## What this task involves:
Below is some data; print it all back exactly.

===============

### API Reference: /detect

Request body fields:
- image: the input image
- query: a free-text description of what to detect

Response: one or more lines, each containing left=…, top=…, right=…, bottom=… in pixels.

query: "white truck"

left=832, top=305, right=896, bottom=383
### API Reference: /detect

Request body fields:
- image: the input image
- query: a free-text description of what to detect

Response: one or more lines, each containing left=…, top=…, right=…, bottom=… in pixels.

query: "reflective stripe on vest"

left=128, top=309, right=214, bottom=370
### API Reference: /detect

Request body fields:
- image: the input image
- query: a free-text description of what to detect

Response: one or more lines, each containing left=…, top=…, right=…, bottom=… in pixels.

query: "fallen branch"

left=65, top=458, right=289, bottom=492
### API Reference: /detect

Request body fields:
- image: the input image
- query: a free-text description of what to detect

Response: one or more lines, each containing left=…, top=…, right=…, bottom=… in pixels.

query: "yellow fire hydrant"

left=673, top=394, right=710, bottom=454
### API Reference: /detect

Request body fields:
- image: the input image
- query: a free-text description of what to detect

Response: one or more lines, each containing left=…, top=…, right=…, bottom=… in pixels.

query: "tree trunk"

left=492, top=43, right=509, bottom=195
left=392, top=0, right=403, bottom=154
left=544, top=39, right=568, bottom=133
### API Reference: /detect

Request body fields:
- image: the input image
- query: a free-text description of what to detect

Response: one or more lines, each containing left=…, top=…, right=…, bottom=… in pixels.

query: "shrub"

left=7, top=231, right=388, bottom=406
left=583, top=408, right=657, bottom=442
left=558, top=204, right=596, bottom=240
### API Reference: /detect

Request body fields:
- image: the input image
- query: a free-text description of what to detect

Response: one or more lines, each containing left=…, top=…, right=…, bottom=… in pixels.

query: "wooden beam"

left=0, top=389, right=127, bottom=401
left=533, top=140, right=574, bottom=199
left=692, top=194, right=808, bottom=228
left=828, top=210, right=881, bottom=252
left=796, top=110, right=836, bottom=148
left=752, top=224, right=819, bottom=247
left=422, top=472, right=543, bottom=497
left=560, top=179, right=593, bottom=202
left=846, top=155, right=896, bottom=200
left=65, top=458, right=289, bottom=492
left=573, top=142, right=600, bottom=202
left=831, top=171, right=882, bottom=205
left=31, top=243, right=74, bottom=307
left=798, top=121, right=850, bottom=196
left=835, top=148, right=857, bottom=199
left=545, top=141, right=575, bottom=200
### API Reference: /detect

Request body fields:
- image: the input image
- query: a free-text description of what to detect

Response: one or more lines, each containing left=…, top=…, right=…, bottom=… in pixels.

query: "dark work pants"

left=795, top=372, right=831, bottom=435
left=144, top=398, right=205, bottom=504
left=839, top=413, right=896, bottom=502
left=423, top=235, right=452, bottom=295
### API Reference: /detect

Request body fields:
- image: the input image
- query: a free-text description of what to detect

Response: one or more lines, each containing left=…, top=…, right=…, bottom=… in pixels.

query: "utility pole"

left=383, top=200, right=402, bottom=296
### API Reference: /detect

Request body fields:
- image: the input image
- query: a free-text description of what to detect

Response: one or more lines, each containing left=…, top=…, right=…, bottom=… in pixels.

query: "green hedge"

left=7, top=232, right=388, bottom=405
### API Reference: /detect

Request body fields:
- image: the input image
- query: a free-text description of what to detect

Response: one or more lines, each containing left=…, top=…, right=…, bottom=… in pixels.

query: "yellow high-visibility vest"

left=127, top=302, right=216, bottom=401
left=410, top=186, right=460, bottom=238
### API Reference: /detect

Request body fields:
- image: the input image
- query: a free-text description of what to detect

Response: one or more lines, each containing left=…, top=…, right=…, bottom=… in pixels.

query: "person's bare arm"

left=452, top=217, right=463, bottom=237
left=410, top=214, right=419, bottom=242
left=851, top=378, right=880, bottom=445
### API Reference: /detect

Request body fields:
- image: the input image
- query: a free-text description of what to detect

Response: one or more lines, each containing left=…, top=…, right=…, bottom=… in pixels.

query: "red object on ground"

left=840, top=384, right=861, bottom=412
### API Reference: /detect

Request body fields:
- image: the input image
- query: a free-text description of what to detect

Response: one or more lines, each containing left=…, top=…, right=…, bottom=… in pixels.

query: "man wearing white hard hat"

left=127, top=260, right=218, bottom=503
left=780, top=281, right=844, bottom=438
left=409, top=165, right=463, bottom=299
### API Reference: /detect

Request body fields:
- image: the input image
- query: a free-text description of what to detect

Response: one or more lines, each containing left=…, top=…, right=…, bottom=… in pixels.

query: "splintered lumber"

===============

## Result of the exercise:
### API Reference: /detect

Request body fields:
- image: the input image
- query: a free-text description of what to detect

Response: one or more lines, each containing left=…, top=…, right=…, bottom=… in pixels.

query: "white truck"

left=832, top=305, right=896, bottom=383
### API Reference: /detect

Request body fields:
- image: the input image
- query: a free-text description of what to detect

Response: one or more lines, each containing left=…, top=…, right=…, bottom=… in pixels.

query: "reflective stripe on vest"

left=128, top=309, right=214, bottom=370
### API Reference: /detect

Request body fields:
- image: the input image
- query: a free-text description of what to detect

Response: one or more lines, each containing left=…, top=…, right=…, bottom=… in pixels.

query: "fallen branch"

left=65, top=458, right=289, bottom=492
### API Reference: /detect

Request body fields:
- image: the input image
- query: a free-text description of what to detect

Response: one or more lines, each containing left=…, top=…, right=…, bottom=… in pixels.

query: "yellow fire hydrant"

left=673, top=394, right=710, bottom=454
### API Reference: /detect

Request body fields:
- image: the input image
- query: a free-text description of what to detect

Response: one or more lines, each containing left=…, top=…, right=…, bottom=… in pixels.

query: "tree trunk"

left=492, top=43, right=509, bottom=195
left=392, top=0, right=403, bottom=154
left=544, top=39, right=568, bottom=133
### API Reference: /detect

Request body fields:
- image: the input image
- query: a free-text description of what to detect

Response: one or more lines, each containing left=…, top=…, right=…, bottom=… in pixels.

query: "shrub"

left=7, top=231, right=388, bottom=406
left=583, top=408, right=657, bottom=442
left=558, top=204, right=596, bottom=240
### API Reference: /detect

Request body fields:
- image: the input image
- query: a free-text description of what to detect

Response: one or more lines, each containing left=…, top=…, right=…, bottom=… in pixels.

query: "wooden beam"

left=0, top=389, right=127, bottom=401
left=533, top=140, right=574, bottom=199
left=692, top=194, right=808, bottom=228
left=828, top=210, right=881, bottom=252
left=796, top=110, right=836, bottom=148
left=752, top=224, right=819, bottom=247
left=422, top=472, right=543, bottom=497
left=560, top=179, right=593, bottom=202
left=846, top=155, right=896, bottom=200
left=65, top=458, right=289, bottom=492
left=573, top=142, right=600, bottom=202
left=831, top=171, right=882, bottom=205
left=31, top=243, right=74, bottom=307
left=798, top=121, right=850, bottom=196
left=835, top=148, right=857, bottom=199
left=545, top=141, right=575, bottom=200
### API Reference: /detect

Request body fields:
- image: the input image
- query: a free-text description of what to detect

Response: one or more lines, each containing left=…, top=…, right=…, bottom=… in pixels.

query: "dark work pants"

left=795, top=372, right=831, bottom=435
left=144, top=398, right=205, bottom=504
left=839, top=413, right=896, bottom=502
left=423, top=235, right=452, bottom=295
### API Reference: /detect

Request body fields:
- image: the input image
- query: a free-text description of what to detect

Response: one or more lines, each containing left=…, top=…, right=…, bottom=… in pixels.

query: "utility pole"

left=383, top=200, right=402, bottom=296
### API Reference: /detect

Request body fields:
- image: the input image
- query: a free-text description of what to detect

Response: one or more lines, each containing left=…, top=…, right=…, bottom=… in pixels.

query: "green hedge"

left=7, top=232, right=388, bottom=405
### API Reference: /detect

Request body fields:
- image: the input image
- query: a free-text description of what to detect

Response: one or more lines, each containing left=…, top=…, right=…, bottom=… in pixels.

query: "yellow high-visibility vest"

left=127, top=302, right=216, bottom=401
left=410, top=186, right=460, bottom=238
### API Reference: /detect

Request body fields:
- image: the input image
- query: a free-text description of what to detect

Response: one or more lines, each containing left=…, top=…, right=…, bottom=… in pixels.

query: "person's bare arm"

left=452, top=217, right=463, bottom=237
left=410, top=214, right=419, bottom=242
left=851, top=378, right=880, bottom=445
### API Reference: /detect

Request body fields:
- image: the input image
- query: a free-text description of what to detect

Response: one or more lines, each containing left=…, top=…, right=…, bottom=… in pixels.

query: "red object on ground"

left=840, top=384, right=861, bottom=412
### API Reference: /detect

Request body fields:
- image: the input image
- query: a free-text description of what to detect

Response: one or more lines, each containing left=…, top=…, right=…, bottom=… in pixels.

query: "man wearing white hard hat"

left=127, top=260, right=218, bottom=503
left=780, top=281, right=844, bottom=438
left=409, top=165, right=463, bottom=299
### API Reference: /detect

Request body fields:
- image: the input image
- query: a free-text description of what to detect

Response: one or more lines, each containing left=…, top=…, right=…, bottom=… in pixels.

query: "splintered lumber"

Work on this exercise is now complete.